— Data extracted from a collection —
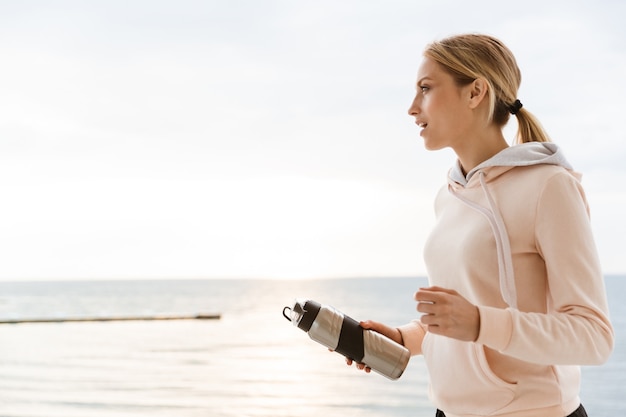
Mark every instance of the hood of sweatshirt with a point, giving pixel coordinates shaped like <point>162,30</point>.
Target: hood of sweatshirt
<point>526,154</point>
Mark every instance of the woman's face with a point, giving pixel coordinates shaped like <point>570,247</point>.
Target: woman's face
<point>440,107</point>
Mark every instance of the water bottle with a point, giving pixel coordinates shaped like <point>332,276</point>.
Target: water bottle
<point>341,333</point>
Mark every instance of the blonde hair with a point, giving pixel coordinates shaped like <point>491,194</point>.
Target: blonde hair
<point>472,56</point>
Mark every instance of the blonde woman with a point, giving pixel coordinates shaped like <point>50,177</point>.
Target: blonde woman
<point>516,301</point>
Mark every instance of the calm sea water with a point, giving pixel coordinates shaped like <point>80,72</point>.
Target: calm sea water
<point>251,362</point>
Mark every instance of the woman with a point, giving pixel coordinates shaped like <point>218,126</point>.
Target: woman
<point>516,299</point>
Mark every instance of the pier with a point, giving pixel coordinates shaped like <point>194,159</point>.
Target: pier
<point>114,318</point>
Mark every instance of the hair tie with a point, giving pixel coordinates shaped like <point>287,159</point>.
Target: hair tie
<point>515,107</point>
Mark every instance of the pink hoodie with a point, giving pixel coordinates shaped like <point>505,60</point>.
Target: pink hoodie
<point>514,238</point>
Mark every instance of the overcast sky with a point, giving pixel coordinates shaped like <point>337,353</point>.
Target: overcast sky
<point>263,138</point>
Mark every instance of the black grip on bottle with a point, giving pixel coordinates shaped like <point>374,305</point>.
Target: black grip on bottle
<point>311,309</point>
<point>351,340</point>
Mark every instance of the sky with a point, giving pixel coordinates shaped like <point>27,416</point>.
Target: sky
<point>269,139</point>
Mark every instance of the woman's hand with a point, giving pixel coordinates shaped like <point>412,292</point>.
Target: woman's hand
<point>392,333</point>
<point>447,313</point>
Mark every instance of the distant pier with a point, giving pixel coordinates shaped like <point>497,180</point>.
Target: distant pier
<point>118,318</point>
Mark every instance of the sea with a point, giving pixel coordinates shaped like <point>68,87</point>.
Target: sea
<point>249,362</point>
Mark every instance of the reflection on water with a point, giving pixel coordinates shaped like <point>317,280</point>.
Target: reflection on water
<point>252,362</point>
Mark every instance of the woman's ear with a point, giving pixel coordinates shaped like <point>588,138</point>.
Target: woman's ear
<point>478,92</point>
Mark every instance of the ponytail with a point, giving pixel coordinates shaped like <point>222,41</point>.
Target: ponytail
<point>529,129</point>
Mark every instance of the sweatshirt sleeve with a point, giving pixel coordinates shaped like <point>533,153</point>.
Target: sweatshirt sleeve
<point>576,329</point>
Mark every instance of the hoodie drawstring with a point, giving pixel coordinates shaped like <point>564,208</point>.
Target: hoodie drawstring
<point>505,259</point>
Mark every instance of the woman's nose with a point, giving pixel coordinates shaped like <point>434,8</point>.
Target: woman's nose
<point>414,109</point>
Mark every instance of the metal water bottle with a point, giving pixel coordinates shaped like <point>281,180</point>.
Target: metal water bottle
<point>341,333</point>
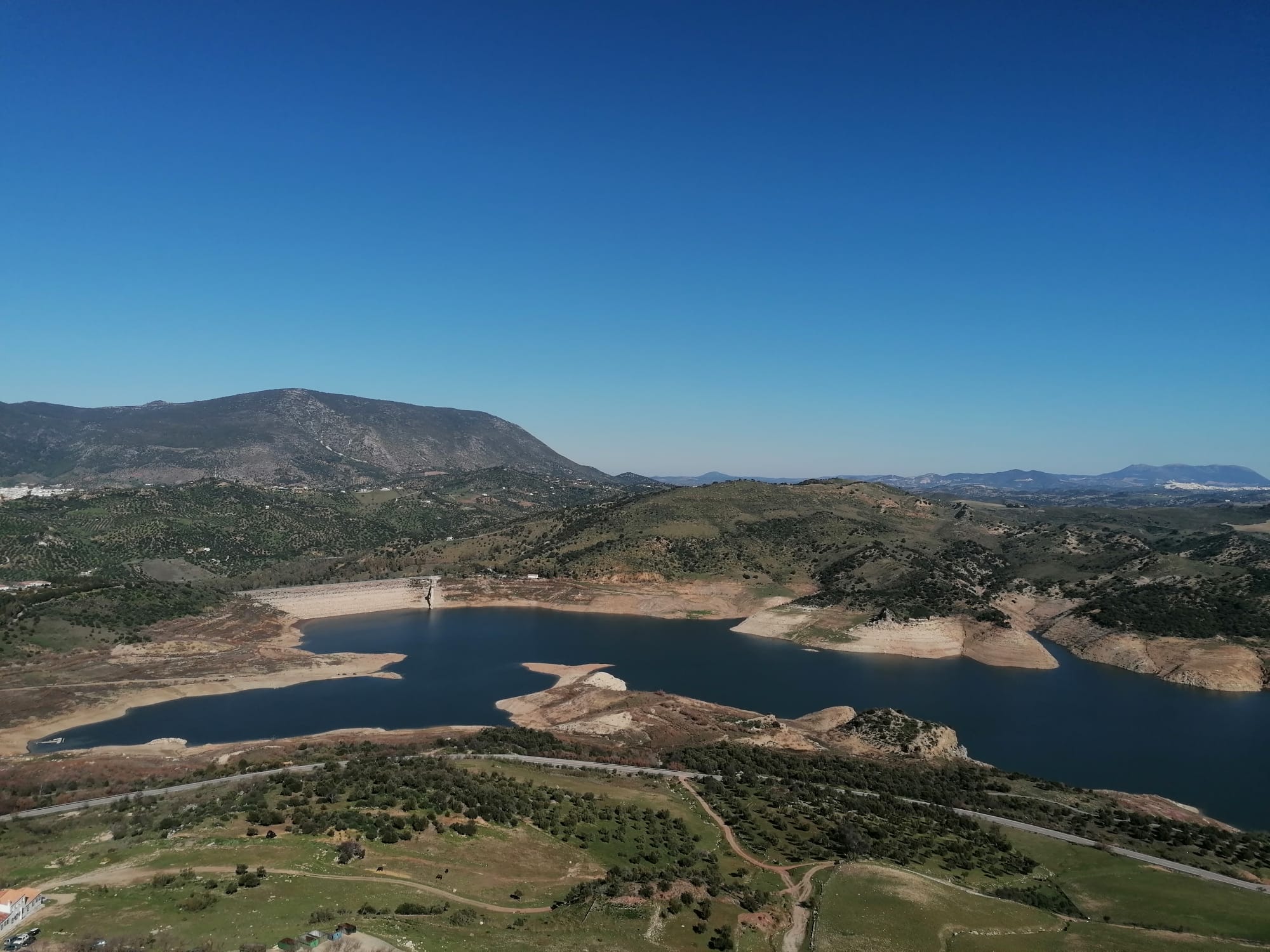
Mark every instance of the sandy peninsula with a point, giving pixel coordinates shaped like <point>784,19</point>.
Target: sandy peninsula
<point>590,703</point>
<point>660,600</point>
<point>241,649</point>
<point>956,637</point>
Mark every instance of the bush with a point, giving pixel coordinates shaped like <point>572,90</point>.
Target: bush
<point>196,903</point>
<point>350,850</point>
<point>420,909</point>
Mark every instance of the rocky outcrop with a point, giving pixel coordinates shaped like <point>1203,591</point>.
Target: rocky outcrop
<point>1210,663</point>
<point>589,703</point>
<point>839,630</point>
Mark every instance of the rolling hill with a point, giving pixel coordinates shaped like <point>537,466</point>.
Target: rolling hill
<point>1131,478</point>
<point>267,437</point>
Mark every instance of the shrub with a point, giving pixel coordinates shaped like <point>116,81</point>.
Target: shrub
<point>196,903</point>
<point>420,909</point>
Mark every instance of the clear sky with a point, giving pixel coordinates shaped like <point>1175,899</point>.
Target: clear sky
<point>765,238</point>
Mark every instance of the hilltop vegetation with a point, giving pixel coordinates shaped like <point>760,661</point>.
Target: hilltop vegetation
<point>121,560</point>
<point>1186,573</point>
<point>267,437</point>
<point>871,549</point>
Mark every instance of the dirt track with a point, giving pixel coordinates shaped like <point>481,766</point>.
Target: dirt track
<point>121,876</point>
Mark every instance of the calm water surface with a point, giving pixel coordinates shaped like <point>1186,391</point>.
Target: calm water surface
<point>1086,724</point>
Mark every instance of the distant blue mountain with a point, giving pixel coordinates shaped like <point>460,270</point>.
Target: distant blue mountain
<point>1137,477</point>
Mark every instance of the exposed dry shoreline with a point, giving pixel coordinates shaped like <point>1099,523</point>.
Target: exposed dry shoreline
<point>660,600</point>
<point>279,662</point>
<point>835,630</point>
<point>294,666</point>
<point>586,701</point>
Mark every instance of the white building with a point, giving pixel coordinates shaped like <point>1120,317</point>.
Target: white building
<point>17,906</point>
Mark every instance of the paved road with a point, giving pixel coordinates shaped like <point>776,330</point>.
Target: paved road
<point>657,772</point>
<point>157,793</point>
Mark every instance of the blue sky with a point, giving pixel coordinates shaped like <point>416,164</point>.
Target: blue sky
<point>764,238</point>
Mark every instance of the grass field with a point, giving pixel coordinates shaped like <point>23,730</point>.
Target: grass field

— Task —
Could you reproduce all of the data above exactly and skip any image?

— Answer to this exercise —
Mark every instance of the hood of sweatshirt with a point, giving pixel coordinates shaped like <point>162,30</point>.
Target: hood of sweatshirt
<point>526,154</point>
Mark every instance of the woman's face with a point, giving pixel coordinates shaped like <point>570,247</point>.
Target: woman's face
<point>440,107</point>
Mark every instance of the water bottle with a point, giving pixel coordinates shaped like <point>332,276</point>.
Target: water bottle
<point>341,333</point>
Mark every instance of the blonde hair with a point, giving pixel coordinates shaped like <point>491,194</point>.
Target: blonde hair
<point>472,56</point>
Mark every instance of the blonde woman with a point, giving pixel coordinates shaped like <point>50,177</point>.
Target: blonde woman
<point>516,301</point>
Mark every instance of the calm sea water with a point, giving pixel coordinates shaped like <point>80,72</point>.
Target: calm sea water
<point>251,362</point>
Mark every instance of the woman with a point, giving pixel coordinates shaped like <point>218,126</point>.
Target: woman
<point>516,299</point>
Mark every instance of the pier with a point, giving pixel coordinates shaped like <point>194,159</point>.
Target: pier
<point>114,318</point>
Mark every instance of the hair tie with a point, giving pixel coordinates shaped like <point>287,159</point>.
Target: hair tie
<point>515,107</point>
Mark every instance of the pink hoodie with a point, giving pixel coordinates shaped like <point>505,60</point>.
Target: pink hoodie
<point>514,238</point>
Mark every instance of the overcast sky with a point, giving pixel coordinates shaped like <point>337,353</point>.
Target: overcast sky
<point>263,138</point>
Mark every instance of the black grip on bottle with a point, giving pixel coordinates shaped like <point>374,305</point>.
Target: black grip on bottle
<point>311,309</point>
<point>351,340</point>
Mark every instance of the sky with a point, giving pixel coordinates shaped like <point>27,416</point>.
Target: sky
<point>269,139</point>
Mark every instance of the woman's hand with a point, giving pixel coordinates shaped like <point>412,292</point>.
Target: woman's hand
<point>392,333</point>
<point>447,313</point>
Mark every instance of the distant pier with a point, giving pixel coordinates shaped like <point>497,180</point>.
Target: distant pier
<point>118,318</point>
Mark every instance of the sea with a point, giving pixel coordinates shaped like <point>68,87</point>.
Target: sea
<point>249,362</point>
Mark every instance of the reflection on water with a point, giving pixel coordinates shaped like <point>317,280</point>.
Target: reflection on water
<point>252,362</point>
Mark every instance of the woman's ear with a point, giving pixel coordinates shaped like <point>588,138</point>.
Target: woman's ear
<point>478,92</point>
Mark every instance of the ponytail with a point, giving pixel coordinates shaped like <point>222,41</point>.
Target: ponytail
<point>529,129</point>
Mark every instance of the sweatshirt sleeve with a point, giving pixel coordinates shaped like <point>533,153</point>.
Target: sweatshirt sleeve
<point>576,329</point>
Mark every instance of the hoodie drawstring with a point, giving pixel coordinates shaped like <point>564,208</point>.
Target: hoodie drawstring
<point>505,259</point>
Mark every instance of the woman's nose with a point, giving pixel coordinates shaped like <point>434,8</point>.
Target: woman's nose
<point>414,109</point>
Mark every instance of the metal water bottle with a point, giving pixel coordinates shaped like <point>281,180</point>.
Target: metal water bottle
<point>341,333</point>
Mark every instance of the sandy peninsula with a point, giving pixel coordinates shaped like <point>784,19</point>.
Target: sandy peninsula
<point>590,703</point>
<point>660,600</point>
<point>241,649</point>
<point>956,637</point>
Mark every instance of the bush with a point, giving pixel coordinates shaped like <point>572,90</point>.
Target: bush
<point>196,903</point>
<point>350,850</point>
<point>420,909</point>
Mark every instance of the rocky outcrop with a point, giving pixel coordinates shaped like <point>1203,591</point>.
Target: rocky outcrop
<point>1210,663</point>
<point>589,703</point>
<point>839,630</point>
Mark every instance of the rolling hill with a point, giving pixel coordinates shaped like <point>537,466</point>.
Target: rolling hill
<point>1131,478</point>
<point>267,437</point>
Mark every instance of the shrub with a point, giving pixel coordinates shaped like <point>116,81</point>.
Target: shrub
<point>196,903</point>
<point>420,909</point>
Mark every instance of the clear sky with a point, giving pixel coordinates shaped like <point>1175,899</point>.
Target: clear sky
<point>765,238</point>
Mark every instance of the hilltop vegetation with a point, giving pixel coordinates shaped like <point>760,661</point>.
Target: hilltop vegetation
<point>121,560</point>
<point>1186,573</point>
<point>267,437</point>
<point>871,549</point>
Mark every instance of the dirt track with a point, giving pixel coordinates shaped like <point>481,766</point>.
Target: dirt track
<point>121,876</point>
Mark every instance of the calm water surface with a point, giving pixel coordinates shaped like <point>1186,391</point>.
Target: calm water surface
<point>1086,724</point>
Mark every instance of the distant blue mountain with a point, giving pixel coordinates shaped like <point>460,270</point>.
Target: distant blue mountain
<point>1137,477</point>
Mark every instance of the exposed dry shoreline with a point, giving pixel coordinates shaped like <point>1099,523</point>.
Target: exposed dry shoreline
<point>660,600</point>
<point>279,662</point>
<point>835,630</point>
<point>294,666</point>
<point>586,701</point>
Mark every instance of the white building with a point, giving pixel coordinates shaped like <point>1120,317</point>.
Target: white building
<point>17,906</point>
Mark every instance of the paved road with a point, giving pixel coordinates shaped like <point>776,330</point>.
Target: paved road
<point>657,772</point>
<point>157,793</point>
Mark every instance of the blue sky with a point, giving pixel coordinates shaped like <point>416,164</point>.
Target: blue sky
<point>764,238</point>
Mark every instance of the grass field with a point, giving pixel coordinates shaped like <point>23,730</point>.
Target: grass field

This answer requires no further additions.